Set problem
Change every "in this photo" in the material below to "in this image", keeping all other text the same, and omit the pictures from your answer.

>> start Records supplied

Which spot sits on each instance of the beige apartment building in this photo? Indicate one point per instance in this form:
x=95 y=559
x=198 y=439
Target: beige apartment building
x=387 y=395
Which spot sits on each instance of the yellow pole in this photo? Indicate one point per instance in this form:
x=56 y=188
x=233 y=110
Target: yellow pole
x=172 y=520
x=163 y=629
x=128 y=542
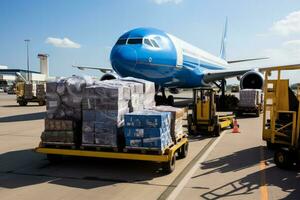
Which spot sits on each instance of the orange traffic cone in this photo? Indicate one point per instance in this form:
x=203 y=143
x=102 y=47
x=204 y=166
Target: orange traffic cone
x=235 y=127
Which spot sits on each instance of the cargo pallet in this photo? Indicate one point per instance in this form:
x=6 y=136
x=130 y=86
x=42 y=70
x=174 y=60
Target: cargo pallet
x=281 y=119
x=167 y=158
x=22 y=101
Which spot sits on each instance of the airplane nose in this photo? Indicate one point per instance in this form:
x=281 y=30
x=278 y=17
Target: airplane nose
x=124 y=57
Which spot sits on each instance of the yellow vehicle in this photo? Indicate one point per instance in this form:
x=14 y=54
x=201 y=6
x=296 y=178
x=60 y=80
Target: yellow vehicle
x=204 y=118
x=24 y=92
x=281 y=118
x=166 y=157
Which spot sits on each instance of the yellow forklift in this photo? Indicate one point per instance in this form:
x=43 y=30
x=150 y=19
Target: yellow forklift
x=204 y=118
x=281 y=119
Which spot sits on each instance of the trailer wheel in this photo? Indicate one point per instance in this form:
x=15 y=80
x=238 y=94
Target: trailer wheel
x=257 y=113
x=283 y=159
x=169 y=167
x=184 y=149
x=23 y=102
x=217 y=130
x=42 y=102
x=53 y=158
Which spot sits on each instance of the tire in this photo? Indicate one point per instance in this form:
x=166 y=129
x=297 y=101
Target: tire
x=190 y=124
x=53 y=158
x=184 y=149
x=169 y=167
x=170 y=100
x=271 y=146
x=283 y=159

>> end Records supplied

Problem solution
Which spot sits on each instance of the beige apartment building in this image? Indicate one point per instance in this form:
x=95 y=559
x=198 y=439
Target: beige apartment building
x=387 y=395
Which spot sits on each instance of the yellow pole in this image? Indicate one point per instance in this form:
x=56 y=188
x=233 y=110
Target: yellow pole
x=172 y=520
x=163 y=629
x=128 y=542
Which spot sits on each instance of the orange traffic cone in this image? Indicate one point per instance in this form:
x=203 y=143
x=102 y=47
x=204 y=166
Target: orange traffic cone
x=235 y=127
Which spot sits on each instance of the cargo pallet in this image? Indicate one point per instance in this form:
x=6 y=136
x=130 y=86
x=42 y=70
x=174 y=60
Target: cargo pallet
x=281 y=119
x=167 y=158
x=22 y=101
Which spot sits on each instance of the airplane nose in this image? Indicate one point per instance in this form:
x=281 y=30
x=278 y=17
Target: airplane nose
x=124 y=57
Which spot sits on each instance of the yellow vehicle in this image? Indicate one point per instance in this form:
x=14 y=54
x=201 y=6
x=296 y=178
x=60 y=80
Target: yellow vehicle
x=204 y=118
x=24 y=92
x=281 y=118
x=166 y=157
Which spot sits on each instance of the yellow forklift in this image? Indicate one point per instance in this form:
x=43 y=30
x=150 y=19
Target: yellow forklift
x=204 y=118
x=281 y=119
Which spot sits on each instance of the trailer wheel in this image? Indicate one point per instance in this form:
x=15 y=80
x=238 y=94
Target: trailer wheel
x=257 y=113
x=283 y=159
x=169 y=167
x=184 y=149
x=23 y=102
x=217 y=130
x=42 y=102
x=53 y=158
Which spot sits on each instance of the tire in this image? Indicate one point per instance in this form:
x=166 y=129
x=297 y=101
Target: tire
x=190 y=124
x=53 y=158
x=184 y=149
x=169 y=167
x=170 y=100
x=271 y=146
x=283 y=159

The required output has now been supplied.